§ **TASK STATEMENT**
Copy the material below word for word, keeping every line in the same order.
##### STORED DATA #####
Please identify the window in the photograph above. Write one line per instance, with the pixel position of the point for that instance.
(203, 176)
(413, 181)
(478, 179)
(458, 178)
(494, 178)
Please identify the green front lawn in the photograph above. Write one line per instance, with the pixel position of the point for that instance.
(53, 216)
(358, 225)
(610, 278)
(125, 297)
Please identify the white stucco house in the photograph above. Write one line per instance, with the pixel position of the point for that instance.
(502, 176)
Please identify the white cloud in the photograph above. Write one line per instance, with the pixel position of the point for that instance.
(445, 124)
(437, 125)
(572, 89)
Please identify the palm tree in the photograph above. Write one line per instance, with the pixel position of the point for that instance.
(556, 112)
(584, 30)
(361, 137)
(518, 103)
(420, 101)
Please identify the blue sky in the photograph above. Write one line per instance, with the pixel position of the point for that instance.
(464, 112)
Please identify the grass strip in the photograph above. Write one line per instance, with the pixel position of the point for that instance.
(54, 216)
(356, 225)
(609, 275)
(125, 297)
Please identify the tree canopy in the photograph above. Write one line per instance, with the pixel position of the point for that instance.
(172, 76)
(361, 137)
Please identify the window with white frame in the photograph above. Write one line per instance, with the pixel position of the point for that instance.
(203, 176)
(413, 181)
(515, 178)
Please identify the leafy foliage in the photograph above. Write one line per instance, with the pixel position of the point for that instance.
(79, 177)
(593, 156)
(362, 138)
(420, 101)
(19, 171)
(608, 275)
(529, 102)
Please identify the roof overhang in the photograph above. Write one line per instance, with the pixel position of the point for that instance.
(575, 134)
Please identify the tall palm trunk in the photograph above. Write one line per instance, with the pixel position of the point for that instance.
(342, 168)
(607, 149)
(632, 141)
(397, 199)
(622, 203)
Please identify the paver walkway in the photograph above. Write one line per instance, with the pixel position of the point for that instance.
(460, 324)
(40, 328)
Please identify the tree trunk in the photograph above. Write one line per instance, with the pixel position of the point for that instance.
#####
§ **SOLUTION**
Please identify the window in the photograph above. Write one line per instance, with the pixel position of the point for that instance.
(203, 176)
(413, 181)
(478, 179)
(458, 178)
(494, 178)
Please identify the green front lawn in the photograph above. Write one line per instance, with the pixel position of the point for that instance.
(53, 216)
(358, 225)
(610, 278)
(125, 297)
Please identify the white stucco house in the photograph above. Write one line per instance, with the pixel position of the point for that instance.
(502, 176)
Please identify the white cloud in the photograph above. Write one line per instance, with the pixel position of the point for that instance.
(445, 124)
(437, 125)
(572, 89)
Please identify the palm tree in the photograph above. Write one line per instance, with the pixel position of the point for that instance.
(556, 112)
(584, 30)
(361, 137)
(518, 103)
(420, 101)
Please identify the blue sky in the photograph above. Write one line per instance, with the pixel position of the point for that instance.
(464, 112)
Please identify the grass strip in the photograph above. Write one line per instance, with the pixel position of the point for that instance.
(54, 216)
(356, 225)
(609, 275)
(125, 297)
Please identify the tree canopy in the photograph above. Write one line per instance, with the pixel position of the point for that instance.
(172, 76)
(361, 137)
Please identify the window with white frame in the photograph above. Write one line per instance, with the pixel position of the point for that instance.
(203, 176)
(413, 181)
(515, 178)
Please identify the leafy foliage in the photograph above. Write one line per instance, with the pixel position of the point for that instance.
(79, 177)
(593, 156)
(362, 138)
(420, 101)
(19, 171)
(608, 275)
(529, 102)
Please identify the roof overhang in the photograph above. Write one line per instance, with the pixel position of the point for that instance.
(575, 134)
Please identify the tall palm trunk in the photograph above. Write one line per instance, with the pixel position of the point for that instance.
(342, 168)
(607, 149)
(632, 141)
(397, 199)
(622, 203)
Please identify the paver walkway in the photograph above. Write one line per instance, with the pixel position of the point for that instance.
(460, 324)
(40, 328)
Please identify the tree trunk in the photograph above. Write one line per instance, with the pixel position of the point for that instance.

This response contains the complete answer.